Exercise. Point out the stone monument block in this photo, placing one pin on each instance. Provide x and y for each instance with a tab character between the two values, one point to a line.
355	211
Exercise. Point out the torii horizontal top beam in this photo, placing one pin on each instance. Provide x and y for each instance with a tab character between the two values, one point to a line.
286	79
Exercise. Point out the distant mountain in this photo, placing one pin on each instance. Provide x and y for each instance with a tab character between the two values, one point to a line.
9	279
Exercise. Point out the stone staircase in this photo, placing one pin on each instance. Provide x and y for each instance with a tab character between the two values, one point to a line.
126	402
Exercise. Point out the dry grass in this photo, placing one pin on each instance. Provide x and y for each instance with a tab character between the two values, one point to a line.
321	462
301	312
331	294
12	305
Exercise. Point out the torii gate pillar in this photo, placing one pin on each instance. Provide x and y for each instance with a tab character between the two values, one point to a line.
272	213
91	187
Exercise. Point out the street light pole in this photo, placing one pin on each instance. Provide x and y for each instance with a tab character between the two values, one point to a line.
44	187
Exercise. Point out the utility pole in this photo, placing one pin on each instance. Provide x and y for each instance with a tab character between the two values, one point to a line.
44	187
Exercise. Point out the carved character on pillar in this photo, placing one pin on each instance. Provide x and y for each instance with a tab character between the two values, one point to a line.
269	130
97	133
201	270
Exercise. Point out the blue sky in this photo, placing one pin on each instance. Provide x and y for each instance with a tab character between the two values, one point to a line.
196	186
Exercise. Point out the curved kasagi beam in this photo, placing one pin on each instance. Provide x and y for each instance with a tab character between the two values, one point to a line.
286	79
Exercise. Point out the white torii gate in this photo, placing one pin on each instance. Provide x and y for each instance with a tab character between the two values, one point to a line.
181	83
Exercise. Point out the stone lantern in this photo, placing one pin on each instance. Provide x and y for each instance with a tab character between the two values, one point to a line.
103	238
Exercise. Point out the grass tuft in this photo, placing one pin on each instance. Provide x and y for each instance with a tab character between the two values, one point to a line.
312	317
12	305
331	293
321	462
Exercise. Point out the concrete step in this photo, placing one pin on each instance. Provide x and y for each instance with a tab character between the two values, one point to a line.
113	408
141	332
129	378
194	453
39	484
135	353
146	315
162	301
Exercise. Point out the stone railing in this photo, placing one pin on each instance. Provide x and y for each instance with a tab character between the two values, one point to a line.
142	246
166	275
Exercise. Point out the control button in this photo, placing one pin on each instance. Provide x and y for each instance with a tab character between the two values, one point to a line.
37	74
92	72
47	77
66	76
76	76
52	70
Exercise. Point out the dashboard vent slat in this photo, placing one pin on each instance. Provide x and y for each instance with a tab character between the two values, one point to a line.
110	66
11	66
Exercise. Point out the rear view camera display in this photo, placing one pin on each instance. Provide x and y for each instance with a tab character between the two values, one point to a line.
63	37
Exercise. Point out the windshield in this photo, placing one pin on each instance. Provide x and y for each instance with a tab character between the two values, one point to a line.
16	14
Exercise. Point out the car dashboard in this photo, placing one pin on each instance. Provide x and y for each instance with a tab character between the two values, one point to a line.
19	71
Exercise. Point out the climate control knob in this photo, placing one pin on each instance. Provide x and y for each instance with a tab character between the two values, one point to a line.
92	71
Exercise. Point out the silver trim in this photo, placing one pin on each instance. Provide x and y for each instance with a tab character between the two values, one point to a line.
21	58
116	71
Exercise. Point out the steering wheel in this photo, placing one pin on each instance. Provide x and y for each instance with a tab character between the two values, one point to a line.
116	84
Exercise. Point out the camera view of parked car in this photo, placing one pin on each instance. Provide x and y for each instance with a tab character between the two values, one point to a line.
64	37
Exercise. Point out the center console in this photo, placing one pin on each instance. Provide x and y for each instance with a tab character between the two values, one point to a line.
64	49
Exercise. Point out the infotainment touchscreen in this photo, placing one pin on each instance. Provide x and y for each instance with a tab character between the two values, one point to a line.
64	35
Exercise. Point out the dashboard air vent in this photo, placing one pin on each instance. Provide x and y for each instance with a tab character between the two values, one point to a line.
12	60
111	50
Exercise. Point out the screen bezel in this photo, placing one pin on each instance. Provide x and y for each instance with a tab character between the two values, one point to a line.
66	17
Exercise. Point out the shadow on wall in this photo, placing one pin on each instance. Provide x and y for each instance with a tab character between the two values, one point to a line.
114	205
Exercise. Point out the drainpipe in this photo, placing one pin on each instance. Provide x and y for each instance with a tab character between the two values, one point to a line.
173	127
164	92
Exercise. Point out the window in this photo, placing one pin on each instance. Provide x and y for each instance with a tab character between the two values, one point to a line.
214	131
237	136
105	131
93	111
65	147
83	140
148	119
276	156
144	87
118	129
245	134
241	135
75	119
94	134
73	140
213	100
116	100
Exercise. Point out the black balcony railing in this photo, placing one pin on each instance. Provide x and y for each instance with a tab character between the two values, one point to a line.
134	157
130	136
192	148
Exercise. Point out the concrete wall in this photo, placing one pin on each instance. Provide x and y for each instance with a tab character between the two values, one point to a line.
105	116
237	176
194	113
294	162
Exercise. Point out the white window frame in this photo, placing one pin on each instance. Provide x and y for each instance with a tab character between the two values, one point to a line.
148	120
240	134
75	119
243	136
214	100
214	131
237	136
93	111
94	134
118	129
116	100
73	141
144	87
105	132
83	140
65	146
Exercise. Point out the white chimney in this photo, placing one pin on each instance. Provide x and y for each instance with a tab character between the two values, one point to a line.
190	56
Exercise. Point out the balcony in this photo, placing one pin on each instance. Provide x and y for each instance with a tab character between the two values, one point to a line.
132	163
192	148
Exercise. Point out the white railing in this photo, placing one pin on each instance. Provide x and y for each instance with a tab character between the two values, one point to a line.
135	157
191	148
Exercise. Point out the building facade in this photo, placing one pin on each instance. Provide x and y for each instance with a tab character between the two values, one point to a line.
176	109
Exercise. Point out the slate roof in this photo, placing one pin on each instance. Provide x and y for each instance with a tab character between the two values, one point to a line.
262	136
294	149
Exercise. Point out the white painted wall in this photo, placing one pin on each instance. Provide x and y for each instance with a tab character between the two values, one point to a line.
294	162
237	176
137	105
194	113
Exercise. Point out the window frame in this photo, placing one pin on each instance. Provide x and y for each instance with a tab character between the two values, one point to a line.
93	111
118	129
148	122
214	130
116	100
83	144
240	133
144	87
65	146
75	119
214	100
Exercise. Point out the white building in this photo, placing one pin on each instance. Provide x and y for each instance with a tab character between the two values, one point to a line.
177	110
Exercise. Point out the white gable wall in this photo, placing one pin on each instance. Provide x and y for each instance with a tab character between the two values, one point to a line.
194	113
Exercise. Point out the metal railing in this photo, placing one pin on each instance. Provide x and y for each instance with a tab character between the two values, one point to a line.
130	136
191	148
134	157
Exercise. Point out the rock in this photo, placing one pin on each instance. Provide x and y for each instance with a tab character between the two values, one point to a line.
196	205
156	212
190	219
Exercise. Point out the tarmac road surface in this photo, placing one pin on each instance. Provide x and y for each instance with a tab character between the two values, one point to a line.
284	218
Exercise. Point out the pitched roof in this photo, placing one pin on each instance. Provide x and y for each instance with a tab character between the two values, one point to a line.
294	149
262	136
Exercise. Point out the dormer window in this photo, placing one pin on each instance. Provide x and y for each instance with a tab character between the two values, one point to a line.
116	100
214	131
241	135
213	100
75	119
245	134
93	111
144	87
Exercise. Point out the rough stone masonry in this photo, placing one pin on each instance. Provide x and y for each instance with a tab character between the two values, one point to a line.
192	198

+++

▸ EXERCISE INSTRUCTIONS
I'd like the entries above reproduced in full, exactly as they stand.

▸ SOLUTION BELOW
Exercise. Point out the stone monument block in this photo, placing one pin on each instance. Provide x and y for each instance with a tab character between the two values, one point to a line.
355	211
Exercise. Point out the torii horizontal top beam in this photo, placing one pin on each instance. Provide x and y for each instance with a tab character between the two values, one point to a line.
286	79
Exercise. Point out the distant mountain in this photo, placing one pin on each instance. Provide x and y for each instance with a tab character between the two values, one point to a line.
9	279
Exercise. Point out the stone staircase in this photo, placing one pin on each instance. Provide x and y for each instance with a tab character between the two values, one point to a line.
126	402
Exercise. Point out the dry grass in this photo, placing one pin on each instance. Provide x and y for each instance with a tab character between the two values, one point to a line.
321	462
301	312
331	294
12	305
Exercise. Point out the torii gate pillar in this photo, placing one pin on each instance. Provide x and y for each instance with a tab character between the two values, one point to a line.
272	213
91	187
Exercise. Point out the street light pole in this photo, placing one pin on each instance. Provide x and y for each instance with a tab character between the two values, one point to a line.
44	187
Exercise. Point out the utility pole in this photo, placing one pin on each instance. Provide x and y for each instance with a tab character between the two values, one point to a line.
44	187
Exercise. Point out the carved character on pillar in this photo, placing one pin on each instance. Provide x and y for each instance with a tab character between the two values, one point to a line.
269	130
97	133
201	270
Exercise. Point out the blue sky in this photo, placing one pin on each instance. Provide x and y for each instance with a tab character between the two values, one point to a line.
196	186
Exercise. Point out the curved kasagi beam in this photo, placing one pin on each instance. Provide x and y for each instance with a tab character between the two values, one point to a line.
286	79
Exercise. Point out the white torii gate in this photo, placing one pin on each instance. Provide x and y for each instance with a tab character between the two values, one point to a line.
181	83
Exercise. Point out the stone lantern in this photo, placing one pin on each instance. Provide x and y for each instance with a tab character between the two values, one point to a line.
103	238
Exercise. Point out the grass tuft in this photo, placing one pin on each instance. Provide x and y for each instance with a tab character between the two values, one point to a line.
312	317
12	305
331	293
321	462
Exercise. Point out the concrete step in this photo, placing one pin on each instance. Provide x and y for each instance with a tab character between the two values, one point to a line.
113	408
141	332
129	378
194	453
39	484
135	353
146	315
162	301
Exercise. Point out the stone railing in this photo, placing one pin on each instance. Provide x and y for each instance with a tab character between the two values, one point to a line.
142	246
166	275
Exercise. Point out the control button in this photo, placing one pin on each instance. Provide x and y for each instance with a tab character between the two values, one point to a line.
37	74
92	72
47	77
66	76
76	76
52	70
Exercise. Point out the dashboard vent slat in this photo, placing one pin on each instance. Provide x and y for each instance with a tab character between the two values, one point to a line.
110	66
11	66
Exercise. Point out the rear view camera display in this photo, placing one pin on each instance. Provide x and y for each instance with a tab character between the two values, one point to a line.
63	37
Exercise. Point out the windshield in this photo, placing one pin on each instance. Provide x and y for each instance with a tab character between the two values, one point to a line.
16	14
Exercise. Point out the car dashboard in this photo, placing one pin on each instance. Provide x and y for each instance with a tab character between the two values, one point to a line.
19	71
Exercise. Point out the climate control knob in this photo, placing one pin on each instance. Provide x and y for each instance with a tab character between the two values, one point to a line.
92	71
Exercise. Point out the silver trim in this photo, placing one pin on each instance. Provide x and y for each instance with a tab character between the two values, one point to a line.
21	58
116	71
Exercise. Point out the steering wheel in this photo, placing one pin on each instance. Provide x and y for each instance with a tab character between the two values, one point to a line.
116	84
Exercise. Point out the camera view of parked car in this photo, placing one pin on each instance. Provide x and y for each instance with a tab character between the two values, one point to a line.
64	37
Exercise. Point out the center console in this photo, placing one pin on each instance. Provide x and y for each instance with a tab character between the two values, one point to a line.
64	49
Exercise. Point out the infotainment touchscreen in this photo, placing one pin on each instance. Provide x and y for each instance with a tab character between the two values, one point to a line.
64	35
Exercise. Point out the dashboard air vent in this photo, placing one pin on each instance. Provide x and y for each instance with a tab character between the two values, one point to a line.
12	60
111	50
Exercise. Point out the screen bezel in this photo, placing one pin on each instance. Provide x and y for each instance with a tab character between the two values, one point to a line.
66	17
Exercise. Point out the shadow on wall in this photo, placing one pin on each instance. Provide x and y for each instance with a tab character between the two values, one point to a line.
114	205
Exercise. Point out the drainpipe in this photo, placing one pin on each instance. Provide x and y for each instance with a tab character between the two values, one point to a line.
173	127
164	92
Exercise. Point out the window in this photo, placing one pin on each instance. Provide x and y for each instance with a tab character between the two values, one point to a line.
214	131
237	136
105	131
93	111
65	147
83	140
148	119
276	156
144	87
118	129
245	134
241	135
75	119
94	134
73	140
213	100
116	100
Exercise. Point out the black balcony railing in this photo, placing one pin on each instance. Provide x and y for each instance with a tab character between the two values, one point to a line.
134	157
130	136
192	148
Exercise. Point out the concrete wall in this photo, placing one pin on each instance. Provide x and y for each instance with a tab character between the two values, one point to a line.
105	116
237	176
194	113
294	162
Exercise. Point out the white window frame in this photo, placing one pin on each instance. Provide x and y for each instance with a tab character between the two values, one point to a line.
148	120
240	134
75	119
243	136
214	100
214	131
237	136
93	111
94	134
118	129
116	100
73	141
144	87
105	132
83	140
65	146
Exercise. Point out the white chimney in this photo, placing one pin on each instance. Provide x and y for each instance with a tab character between the two values, one point to a line.
190	56
Exercise. Point out the balcony in this photo, placing one pin on each instance. Provide x and y for each instance with a tab character between the two values, one point to a line.
132	163
192	148
Exercise. Point out the white railing in this photo, placing one pin on each instance. Provide x and y for each instance with a tab character between the two values, one point to a line.
135	157
191	148
Exercise. Point out the building facade in this photo, placing one pin on each instance. Provide x and y for each instance with a tab character between the two values, one point to a line.
176	109
Exercise. Point out the slate roof in this photo, placing one pin on each instance. Provide x and y for each instance with a tab character between the two values, one point to a line.
262	136
294	149
Exercise. Point out the white painted wall in this photo, placing one pin on each instance. Provide x and y for each instance with a tab character between the two values, one point to a line.
294	162
237	176
137	105
194	113
Exercise. Point out the window frame in this photo, placing one pin on each instance. Provide x and y for each instance with a tab character between the two values, one point to a line.
93	111
118	129
148	122
214	130
116	100
83	144
240	133
144	87
65	146
75	119
214	100
Exercise. Point out the white building in this photo, placing one pin on each instance. Provide x and y for each instance with a tab character between the two values, one point to a line.
177	110
Exercise. Point out the white gable wall in this photo, placing one pin on each instance. Provide x and y for each instance with a tab character between the two values, one point to a line.
194	113
Exercise. Point out the metal railing in this photo, placing one pin on each instance. Provide x and y for each instance with a tab character between the two values, one point to a line.
130	136
191	148
134	157
Exercise. Point out the rock in this photo, placing one pin on each instance. Provide x and y for each instance with a tab character between the two values, one point to a line.
196	205
156	212
190	219
Exercise. Point out the tarmac road surface in this photo, placing one pin on each instance. Provide x and y for each instance with a tab character between the two values, one point to a line.
284	218
Exercise. Point out the pitched roof in this photo, placing one pin on each instance. Provide x and y for each instance with a tab character between the two values, one point to a line.
294	149
262	136
Exercise. Point out the dormer window in this photo, placing one pin on each instance. Provide x and y for each instance with a tab character between the two values, one point to a line.
116	100
214	131
241	135
213	100
75	119
245	134
93	111
144	87
Exercise. Point out the rough stone masonry in this photo, placing one pin on each instance. Provide x and y for each instance with a tab character between the two values, one point to a line.
192	198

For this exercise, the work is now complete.